(SET TASK) In the records below, locate the line containing "Q: Place a marker on the shoreline", then output that line and all later lines exactly, through the last one.

Object pointing dataset rows:
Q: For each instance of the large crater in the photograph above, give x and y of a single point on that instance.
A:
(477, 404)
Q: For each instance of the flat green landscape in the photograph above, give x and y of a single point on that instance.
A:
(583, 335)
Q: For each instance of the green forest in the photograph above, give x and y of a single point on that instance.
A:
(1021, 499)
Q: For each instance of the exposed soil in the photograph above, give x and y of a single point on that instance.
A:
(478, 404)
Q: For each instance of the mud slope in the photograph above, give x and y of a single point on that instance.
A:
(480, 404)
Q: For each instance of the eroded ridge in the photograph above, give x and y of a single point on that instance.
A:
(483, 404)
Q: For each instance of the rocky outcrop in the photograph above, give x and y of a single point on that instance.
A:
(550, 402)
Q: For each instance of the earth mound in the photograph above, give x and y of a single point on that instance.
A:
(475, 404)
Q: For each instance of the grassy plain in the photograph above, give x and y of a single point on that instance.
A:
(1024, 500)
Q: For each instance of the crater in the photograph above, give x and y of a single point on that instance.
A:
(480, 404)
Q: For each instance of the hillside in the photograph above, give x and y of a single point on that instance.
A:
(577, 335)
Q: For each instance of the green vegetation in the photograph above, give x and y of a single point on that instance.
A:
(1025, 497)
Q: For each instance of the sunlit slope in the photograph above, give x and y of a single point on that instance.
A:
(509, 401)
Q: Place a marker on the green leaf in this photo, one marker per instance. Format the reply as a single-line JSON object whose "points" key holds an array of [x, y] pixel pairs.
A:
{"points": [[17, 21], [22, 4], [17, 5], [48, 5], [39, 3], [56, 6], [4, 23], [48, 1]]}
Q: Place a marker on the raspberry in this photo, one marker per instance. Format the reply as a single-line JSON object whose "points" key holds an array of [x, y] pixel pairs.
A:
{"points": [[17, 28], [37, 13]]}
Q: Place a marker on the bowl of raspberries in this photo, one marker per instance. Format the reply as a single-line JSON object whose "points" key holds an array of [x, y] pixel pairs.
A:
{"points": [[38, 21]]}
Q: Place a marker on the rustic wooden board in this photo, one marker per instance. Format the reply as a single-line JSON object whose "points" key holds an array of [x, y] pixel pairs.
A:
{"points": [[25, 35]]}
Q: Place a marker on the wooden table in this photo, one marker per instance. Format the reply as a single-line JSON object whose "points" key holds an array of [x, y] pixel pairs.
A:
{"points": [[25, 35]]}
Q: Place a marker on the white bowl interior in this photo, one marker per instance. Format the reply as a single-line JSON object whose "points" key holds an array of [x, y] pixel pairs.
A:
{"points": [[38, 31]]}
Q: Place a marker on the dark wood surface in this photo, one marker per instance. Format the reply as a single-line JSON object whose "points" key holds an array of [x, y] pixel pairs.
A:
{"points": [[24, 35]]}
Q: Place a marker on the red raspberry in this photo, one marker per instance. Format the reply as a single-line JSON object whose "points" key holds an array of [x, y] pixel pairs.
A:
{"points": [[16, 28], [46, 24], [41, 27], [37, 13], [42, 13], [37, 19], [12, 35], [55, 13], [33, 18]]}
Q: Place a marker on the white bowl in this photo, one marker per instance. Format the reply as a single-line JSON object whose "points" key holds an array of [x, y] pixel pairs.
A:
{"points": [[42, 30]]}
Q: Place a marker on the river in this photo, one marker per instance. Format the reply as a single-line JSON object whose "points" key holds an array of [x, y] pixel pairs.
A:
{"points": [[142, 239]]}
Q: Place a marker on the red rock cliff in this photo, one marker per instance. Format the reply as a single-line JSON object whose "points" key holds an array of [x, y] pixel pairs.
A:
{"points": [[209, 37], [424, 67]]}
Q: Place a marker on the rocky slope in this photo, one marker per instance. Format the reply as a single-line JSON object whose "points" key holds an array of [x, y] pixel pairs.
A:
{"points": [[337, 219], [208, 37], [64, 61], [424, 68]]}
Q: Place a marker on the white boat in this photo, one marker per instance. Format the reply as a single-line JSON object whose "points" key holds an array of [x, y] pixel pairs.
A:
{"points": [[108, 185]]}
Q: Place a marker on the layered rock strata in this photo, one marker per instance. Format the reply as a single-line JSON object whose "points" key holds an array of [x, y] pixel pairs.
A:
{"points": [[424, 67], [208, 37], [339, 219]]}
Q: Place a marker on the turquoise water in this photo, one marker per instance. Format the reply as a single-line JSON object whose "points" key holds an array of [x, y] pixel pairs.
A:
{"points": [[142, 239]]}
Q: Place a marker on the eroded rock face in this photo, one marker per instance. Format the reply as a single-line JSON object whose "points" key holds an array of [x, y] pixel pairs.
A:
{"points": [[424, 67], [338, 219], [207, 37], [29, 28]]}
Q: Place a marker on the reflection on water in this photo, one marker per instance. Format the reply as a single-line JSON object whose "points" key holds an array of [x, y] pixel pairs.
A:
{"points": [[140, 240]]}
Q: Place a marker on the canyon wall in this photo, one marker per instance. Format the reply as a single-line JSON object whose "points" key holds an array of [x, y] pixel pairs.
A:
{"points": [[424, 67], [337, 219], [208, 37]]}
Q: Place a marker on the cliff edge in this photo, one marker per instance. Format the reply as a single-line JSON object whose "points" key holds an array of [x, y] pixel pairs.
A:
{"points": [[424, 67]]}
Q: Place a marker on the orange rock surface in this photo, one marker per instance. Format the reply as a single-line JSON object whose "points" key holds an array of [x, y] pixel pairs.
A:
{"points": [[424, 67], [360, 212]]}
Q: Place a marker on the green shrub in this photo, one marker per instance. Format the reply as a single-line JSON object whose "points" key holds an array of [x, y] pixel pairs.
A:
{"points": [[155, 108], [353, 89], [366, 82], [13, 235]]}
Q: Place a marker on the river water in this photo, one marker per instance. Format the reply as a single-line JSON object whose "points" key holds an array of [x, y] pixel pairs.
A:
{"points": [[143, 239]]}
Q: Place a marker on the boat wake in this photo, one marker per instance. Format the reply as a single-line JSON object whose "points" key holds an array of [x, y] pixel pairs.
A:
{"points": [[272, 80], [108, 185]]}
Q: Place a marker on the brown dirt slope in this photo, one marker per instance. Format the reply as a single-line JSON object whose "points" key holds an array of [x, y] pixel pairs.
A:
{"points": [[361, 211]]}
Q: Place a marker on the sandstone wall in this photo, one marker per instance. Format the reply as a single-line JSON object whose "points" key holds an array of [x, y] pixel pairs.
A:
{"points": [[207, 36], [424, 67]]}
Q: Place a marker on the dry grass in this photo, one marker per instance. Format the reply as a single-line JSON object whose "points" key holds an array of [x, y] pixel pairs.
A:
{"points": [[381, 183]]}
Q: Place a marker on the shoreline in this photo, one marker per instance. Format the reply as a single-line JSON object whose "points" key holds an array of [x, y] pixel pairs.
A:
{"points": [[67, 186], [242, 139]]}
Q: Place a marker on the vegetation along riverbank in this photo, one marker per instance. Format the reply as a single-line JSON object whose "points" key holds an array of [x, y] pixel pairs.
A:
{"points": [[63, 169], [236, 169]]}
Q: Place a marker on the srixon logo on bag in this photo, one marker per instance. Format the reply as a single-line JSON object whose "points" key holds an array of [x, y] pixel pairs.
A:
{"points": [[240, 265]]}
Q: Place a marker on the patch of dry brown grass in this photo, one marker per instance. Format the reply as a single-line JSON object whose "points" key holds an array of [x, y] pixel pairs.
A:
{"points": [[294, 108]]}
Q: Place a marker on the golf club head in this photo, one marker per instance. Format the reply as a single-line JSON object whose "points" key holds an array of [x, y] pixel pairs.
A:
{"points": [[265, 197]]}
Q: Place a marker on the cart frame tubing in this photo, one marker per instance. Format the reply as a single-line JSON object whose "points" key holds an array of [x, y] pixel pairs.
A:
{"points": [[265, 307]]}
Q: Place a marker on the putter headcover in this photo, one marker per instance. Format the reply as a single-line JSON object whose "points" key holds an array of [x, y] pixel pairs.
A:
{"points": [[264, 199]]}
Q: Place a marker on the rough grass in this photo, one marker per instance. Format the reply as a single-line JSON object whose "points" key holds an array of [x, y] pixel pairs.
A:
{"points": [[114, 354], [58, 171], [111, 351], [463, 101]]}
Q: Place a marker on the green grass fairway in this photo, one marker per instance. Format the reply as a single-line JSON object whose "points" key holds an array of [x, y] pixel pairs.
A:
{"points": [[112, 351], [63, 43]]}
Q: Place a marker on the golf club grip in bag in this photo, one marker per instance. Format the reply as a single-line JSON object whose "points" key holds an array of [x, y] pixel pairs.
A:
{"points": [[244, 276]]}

(EXPECTED OUTPUT)
Q: Place a marker on the shoreline in this photo, one marker per instance. Format the reply as a single-line JSON object whose "points" key holds an array of [x, y] pixel pairs.
A:
{"points": [[67, 186], [242, 139]]}
Q: Place a marker on the vegetation along riverbank in this photo, one marker per instance. Format the reply as a single-line JSON object whose "points" key holds an array of [x, y] pixel pairs.
A:
{"points": [[63, 169], [236, 169]]}
Q: Place a marker on the srixon logo on bag in this photo, one marker per instance. Format the reply as a single-line JSON object whose "points" key holds an array of [x, y] pixel pairs.
A:
{"points": [[240, 265]]}
Q: Place a marker on the patch of dry brown grass in this photo, one marker per instance. Format the reply as a single-line JSON object whose "points" key holds an array of [x, y] pixel pairs.
A:
{"points": [[294, 108]]}
Q: Place a marker on the golf club head in this photo, one marker per instance. Format the reply as a single-line JSON object whose "points" key holds an array of [x, y] pixel pairs.
A:
{"points": [[265, 197]]}
Q: Place a marker on the cart frame tubing in this photo, one marker per instance. Format the reply as a single-line JSON object whose "points" key holds an array of [x, y] pixel pairs.
A:
{"points": [[265, 307]]}
Q: Place a marker on the putter headcover in this photo, one marker per instance. Format the reply as a single-line JSON object whose "points" key holds an array of [x, y] pixel pairs.
A:
{"points": [[264, 199]]}
Q: Place a marker on the rough grass in this photo, one marker per instance. Format the reply as a single-line JSON object whose "points" key holds an array of [x, y] pixel pairs.
A:
{"points": [[114, 354], [58, 171], [111, 351], [463, 101]]}
Q: Place a marker on the green grass fairway in this photo, one marker per instance. Format the reply as a single-line JSON object whose "points" key holds an array of [x, y] pixel pairs.
A:
{"points": [[112, 351], [63, 43]]}
Q: Place a marker on the golf club grip in bag in this photo, one marker per instance. Format the reply as a single-line JSON object whose "points" key holds an array of [x, y] pixel pairs.
A:
{"points": [[244, 276]]}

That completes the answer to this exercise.